◆ **YOUR OBJECTIVE**
Collect every line of the listing below that contains the word "gloved", paying attention to upper and lower case.

BEGIN

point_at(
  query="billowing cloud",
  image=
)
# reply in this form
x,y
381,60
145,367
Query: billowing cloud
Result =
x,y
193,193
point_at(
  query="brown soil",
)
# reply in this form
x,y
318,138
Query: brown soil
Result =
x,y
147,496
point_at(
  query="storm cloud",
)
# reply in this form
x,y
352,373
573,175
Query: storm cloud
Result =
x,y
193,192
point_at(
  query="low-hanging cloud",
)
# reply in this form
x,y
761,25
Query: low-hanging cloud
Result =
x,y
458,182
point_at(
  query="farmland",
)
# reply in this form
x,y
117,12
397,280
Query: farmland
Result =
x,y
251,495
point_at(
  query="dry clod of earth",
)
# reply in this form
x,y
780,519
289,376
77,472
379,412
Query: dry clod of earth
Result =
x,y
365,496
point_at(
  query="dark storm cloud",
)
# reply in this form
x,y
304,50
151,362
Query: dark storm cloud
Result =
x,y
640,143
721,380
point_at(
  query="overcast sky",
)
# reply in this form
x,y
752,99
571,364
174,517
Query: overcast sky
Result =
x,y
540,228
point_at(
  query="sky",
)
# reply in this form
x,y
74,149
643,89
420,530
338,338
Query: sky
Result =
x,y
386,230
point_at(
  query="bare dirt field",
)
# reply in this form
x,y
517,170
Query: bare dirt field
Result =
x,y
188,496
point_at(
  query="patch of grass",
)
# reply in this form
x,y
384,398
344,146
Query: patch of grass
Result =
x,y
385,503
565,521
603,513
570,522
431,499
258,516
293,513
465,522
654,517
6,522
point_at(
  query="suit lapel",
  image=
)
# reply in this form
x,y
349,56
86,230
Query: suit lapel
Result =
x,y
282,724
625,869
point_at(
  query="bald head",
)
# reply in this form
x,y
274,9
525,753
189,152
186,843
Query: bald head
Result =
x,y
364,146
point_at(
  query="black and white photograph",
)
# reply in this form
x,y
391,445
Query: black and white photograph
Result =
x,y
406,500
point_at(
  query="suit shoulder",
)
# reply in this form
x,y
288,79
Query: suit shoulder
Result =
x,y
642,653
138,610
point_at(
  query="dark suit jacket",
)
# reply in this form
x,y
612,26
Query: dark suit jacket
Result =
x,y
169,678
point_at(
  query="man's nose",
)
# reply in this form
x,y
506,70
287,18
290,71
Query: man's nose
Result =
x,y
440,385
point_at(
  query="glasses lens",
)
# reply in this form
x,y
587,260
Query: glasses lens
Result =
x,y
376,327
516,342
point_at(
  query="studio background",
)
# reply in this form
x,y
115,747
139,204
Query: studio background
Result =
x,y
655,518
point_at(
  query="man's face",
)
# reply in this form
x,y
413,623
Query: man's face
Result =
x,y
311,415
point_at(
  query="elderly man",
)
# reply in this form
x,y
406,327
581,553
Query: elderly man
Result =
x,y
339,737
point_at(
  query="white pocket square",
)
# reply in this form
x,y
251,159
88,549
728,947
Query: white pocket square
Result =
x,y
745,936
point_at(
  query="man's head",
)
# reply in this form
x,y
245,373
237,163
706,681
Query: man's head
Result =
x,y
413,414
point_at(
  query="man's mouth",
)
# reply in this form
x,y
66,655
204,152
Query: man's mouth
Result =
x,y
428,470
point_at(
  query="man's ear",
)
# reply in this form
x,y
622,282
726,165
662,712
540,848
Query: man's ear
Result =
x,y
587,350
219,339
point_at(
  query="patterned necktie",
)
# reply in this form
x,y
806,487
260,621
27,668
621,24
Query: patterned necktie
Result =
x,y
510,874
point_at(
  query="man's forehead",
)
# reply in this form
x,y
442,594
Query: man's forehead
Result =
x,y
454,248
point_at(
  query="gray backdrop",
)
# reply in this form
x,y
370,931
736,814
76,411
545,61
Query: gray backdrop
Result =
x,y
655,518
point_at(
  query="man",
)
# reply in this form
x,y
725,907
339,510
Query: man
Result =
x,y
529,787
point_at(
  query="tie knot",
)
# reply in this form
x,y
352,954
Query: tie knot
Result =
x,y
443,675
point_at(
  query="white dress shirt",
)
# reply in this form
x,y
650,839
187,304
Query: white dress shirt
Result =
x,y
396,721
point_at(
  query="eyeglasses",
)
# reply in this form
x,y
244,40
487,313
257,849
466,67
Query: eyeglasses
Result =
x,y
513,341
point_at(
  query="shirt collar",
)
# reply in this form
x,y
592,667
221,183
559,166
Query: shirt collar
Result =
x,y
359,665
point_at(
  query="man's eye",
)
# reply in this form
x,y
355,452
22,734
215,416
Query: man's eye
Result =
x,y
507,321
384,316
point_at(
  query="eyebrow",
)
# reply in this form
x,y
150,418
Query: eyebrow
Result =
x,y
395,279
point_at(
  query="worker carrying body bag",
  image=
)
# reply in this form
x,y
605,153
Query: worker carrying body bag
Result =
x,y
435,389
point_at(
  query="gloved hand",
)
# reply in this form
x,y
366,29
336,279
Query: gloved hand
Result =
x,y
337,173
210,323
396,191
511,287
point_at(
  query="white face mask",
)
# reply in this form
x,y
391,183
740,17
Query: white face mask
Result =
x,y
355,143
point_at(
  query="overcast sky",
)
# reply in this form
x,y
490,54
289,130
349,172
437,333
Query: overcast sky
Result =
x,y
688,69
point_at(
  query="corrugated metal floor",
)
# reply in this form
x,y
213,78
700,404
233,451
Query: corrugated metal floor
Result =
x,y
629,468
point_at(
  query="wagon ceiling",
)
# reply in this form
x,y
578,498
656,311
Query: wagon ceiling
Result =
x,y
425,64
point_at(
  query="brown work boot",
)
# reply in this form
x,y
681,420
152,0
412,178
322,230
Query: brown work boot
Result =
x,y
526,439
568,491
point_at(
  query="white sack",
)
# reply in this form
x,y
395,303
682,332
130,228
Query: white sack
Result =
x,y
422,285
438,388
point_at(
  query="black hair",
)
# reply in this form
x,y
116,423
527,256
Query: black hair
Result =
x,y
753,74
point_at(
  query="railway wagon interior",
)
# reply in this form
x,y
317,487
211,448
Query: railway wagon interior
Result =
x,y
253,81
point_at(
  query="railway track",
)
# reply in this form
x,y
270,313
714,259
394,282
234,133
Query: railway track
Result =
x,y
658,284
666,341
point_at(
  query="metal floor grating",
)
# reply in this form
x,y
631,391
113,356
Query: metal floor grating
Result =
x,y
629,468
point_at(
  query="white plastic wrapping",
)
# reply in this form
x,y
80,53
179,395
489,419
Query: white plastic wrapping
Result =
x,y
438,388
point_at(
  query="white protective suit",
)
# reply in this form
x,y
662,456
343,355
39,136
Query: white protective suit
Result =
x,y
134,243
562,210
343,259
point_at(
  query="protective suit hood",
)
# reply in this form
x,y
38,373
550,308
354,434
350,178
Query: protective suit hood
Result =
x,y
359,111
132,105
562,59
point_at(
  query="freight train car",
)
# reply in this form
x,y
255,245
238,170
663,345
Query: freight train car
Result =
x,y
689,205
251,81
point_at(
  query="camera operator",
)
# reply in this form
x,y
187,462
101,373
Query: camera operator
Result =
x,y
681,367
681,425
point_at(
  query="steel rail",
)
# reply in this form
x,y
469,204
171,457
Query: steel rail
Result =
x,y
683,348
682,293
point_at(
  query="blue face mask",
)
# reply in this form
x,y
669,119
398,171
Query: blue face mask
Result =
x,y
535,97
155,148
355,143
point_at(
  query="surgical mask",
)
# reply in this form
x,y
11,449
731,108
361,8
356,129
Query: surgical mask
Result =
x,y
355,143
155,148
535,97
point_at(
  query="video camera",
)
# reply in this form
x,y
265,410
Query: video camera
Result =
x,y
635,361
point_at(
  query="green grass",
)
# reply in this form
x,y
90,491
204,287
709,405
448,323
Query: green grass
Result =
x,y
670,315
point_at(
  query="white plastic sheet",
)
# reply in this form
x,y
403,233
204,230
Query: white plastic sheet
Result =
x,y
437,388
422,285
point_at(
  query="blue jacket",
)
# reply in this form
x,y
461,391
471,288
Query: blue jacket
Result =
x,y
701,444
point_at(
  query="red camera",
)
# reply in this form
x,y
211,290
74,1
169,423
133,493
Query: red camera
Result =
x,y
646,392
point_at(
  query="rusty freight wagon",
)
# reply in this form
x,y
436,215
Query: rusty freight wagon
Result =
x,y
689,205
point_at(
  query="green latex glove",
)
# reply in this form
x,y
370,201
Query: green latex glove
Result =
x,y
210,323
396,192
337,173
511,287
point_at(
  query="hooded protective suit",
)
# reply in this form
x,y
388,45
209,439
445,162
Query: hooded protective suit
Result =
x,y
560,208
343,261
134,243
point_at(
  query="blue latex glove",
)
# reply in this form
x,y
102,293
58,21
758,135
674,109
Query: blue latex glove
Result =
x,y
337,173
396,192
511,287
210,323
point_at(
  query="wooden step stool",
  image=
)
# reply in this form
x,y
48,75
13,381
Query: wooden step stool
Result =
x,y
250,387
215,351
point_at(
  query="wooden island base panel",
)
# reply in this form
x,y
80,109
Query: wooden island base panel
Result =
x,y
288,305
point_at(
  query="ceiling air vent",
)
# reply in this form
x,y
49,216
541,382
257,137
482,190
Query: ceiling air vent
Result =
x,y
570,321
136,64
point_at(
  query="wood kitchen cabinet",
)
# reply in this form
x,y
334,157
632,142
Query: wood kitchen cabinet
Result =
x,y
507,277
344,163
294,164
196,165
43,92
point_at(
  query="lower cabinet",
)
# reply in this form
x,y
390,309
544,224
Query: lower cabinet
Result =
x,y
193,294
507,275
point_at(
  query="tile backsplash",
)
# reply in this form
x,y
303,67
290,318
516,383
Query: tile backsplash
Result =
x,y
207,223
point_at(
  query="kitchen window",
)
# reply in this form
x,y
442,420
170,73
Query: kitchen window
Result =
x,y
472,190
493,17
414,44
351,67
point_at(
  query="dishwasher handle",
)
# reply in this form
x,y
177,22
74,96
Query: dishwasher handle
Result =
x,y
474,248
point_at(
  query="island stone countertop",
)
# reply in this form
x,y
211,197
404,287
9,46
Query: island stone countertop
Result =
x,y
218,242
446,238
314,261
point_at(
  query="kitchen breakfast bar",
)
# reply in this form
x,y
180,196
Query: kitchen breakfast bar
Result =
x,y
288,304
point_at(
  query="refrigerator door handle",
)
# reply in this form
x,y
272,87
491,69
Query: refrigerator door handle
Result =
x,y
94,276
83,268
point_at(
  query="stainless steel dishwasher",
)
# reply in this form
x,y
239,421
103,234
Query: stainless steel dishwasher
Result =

END

◆ **TASK OUTPUT**
  query="gloved hand",
Query: gloved hand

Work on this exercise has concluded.